- Available records
======

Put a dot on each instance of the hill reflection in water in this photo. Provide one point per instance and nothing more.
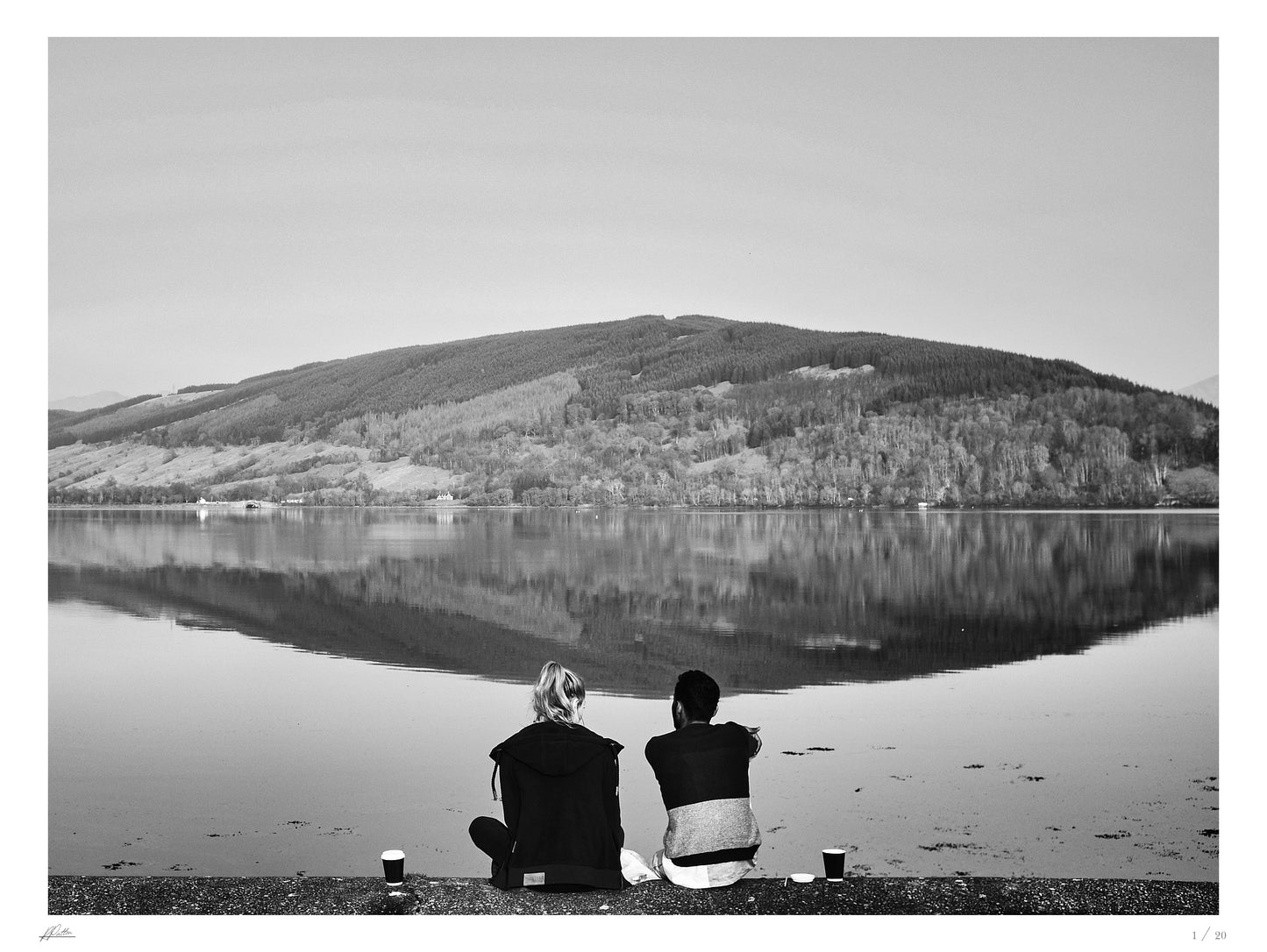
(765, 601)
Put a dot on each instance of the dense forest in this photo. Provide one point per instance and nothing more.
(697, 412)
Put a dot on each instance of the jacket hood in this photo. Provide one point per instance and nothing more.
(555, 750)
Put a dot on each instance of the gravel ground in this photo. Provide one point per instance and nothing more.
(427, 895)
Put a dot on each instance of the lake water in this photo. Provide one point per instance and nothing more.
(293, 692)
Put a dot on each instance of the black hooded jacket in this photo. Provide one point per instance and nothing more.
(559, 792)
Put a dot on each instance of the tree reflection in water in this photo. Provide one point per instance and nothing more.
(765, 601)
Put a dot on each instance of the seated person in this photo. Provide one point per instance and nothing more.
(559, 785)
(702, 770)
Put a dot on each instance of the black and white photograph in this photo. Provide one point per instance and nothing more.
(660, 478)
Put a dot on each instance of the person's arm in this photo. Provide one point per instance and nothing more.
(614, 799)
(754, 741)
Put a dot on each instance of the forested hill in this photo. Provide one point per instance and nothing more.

======

- Stated goal
The records above should be reproduced exactly, with no pictures included.

- Task output
Put a dot on each instance of the hill reflection in water in this photo. Provide one point per instance and nothing more.
(765, 601)
Put a dot on each instance of the dense forest in this photo. Provide one point per instance and nothing more.
(697, 412)
Put a dot on each instance of the jacket hood in this photo. Provide one point per instance and nothing more.
(555, 750)
Put a dot on each instance of the gravel ground in this photo. Provide one point per instance and nothing more.
(427, 895)
Put a dot on each instance of the lake water in this photo. Provide one point per instance and nothing more.
(293, 692)
Put a dot on each instance of the black hooded jacket in this photo. Provide one point per instance and nothing more.
(559, 792)
Put a dot on each instance of the tree reflection in water in this photo. Provide one point per instance and nothing more.
(765, 601)
Put a dot on each instance of the seated person in this photo. Provide one point per instance and nothing more.
(559, 785)
(702, 770)
Put a dot on each instance of the black and white photograph in this photo. Provide one point per instance and nothing more.
(660, 478)
Put a dot on each instance of the person's arm in this photo. Provide one point per instance and nothing more.
(614, 799)
(754, 741)
Put a dot on each instance of the forested hill in this photo. Provide one point per instance and nothing more.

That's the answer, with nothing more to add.